In the records below, which lines include "boat"? Copy them.

===== Provided records =====

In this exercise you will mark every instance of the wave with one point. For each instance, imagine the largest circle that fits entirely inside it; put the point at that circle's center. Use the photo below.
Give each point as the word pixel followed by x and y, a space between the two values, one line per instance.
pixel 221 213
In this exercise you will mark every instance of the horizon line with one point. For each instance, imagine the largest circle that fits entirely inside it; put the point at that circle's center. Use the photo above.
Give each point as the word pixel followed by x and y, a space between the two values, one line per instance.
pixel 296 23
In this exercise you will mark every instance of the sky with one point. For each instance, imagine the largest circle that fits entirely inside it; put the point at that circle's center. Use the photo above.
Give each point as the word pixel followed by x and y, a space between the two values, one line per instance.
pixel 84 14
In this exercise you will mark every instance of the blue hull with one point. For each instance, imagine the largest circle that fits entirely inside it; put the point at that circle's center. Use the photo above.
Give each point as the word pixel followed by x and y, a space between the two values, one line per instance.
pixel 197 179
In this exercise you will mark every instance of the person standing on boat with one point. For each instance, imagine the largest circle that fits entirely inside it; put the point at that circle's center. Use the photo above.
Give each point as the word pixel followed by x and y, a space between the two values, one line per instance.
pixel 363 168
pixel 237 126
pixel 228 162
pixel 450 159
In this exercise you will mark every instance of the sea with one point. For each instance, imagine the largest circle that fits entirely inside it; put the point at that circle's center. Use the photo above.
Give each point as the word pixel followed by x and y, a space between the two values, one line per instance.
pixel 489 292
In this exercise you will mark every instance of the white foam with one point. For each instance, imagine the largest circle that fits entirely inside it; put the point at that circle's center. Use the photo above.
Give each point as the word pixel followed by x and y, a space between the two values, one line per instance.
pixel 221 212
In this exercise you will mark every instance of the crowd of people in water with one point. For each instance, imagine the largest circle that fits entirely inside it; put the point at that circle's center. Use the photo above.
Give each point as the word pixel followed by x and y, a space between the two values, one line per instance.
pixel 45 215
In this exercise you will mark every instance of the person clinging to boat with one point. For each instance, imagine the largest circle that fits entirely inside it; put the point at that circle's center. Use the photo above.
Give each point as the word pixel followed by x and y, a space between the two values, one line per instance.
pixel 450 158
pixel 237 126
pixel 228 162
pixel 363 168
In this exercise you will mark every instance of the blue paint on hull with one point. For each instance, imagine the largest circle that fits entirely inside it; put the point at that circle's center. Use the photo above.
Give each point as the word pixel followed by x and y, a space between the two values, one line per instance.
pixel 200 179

=====

Solution to this exercise:
In this exercise you will mark every instance of the person standing on boat with one point. For each instance, imagine the largest circle that fits entirely inside it; put the point at that circle's center. Use the photo above.
In this exercise you will mark every instance of the person clinging to boat with one point. For each instance, imagine the largest circle that fits entirely inside it; put the point at that circle's center. Use the photo above.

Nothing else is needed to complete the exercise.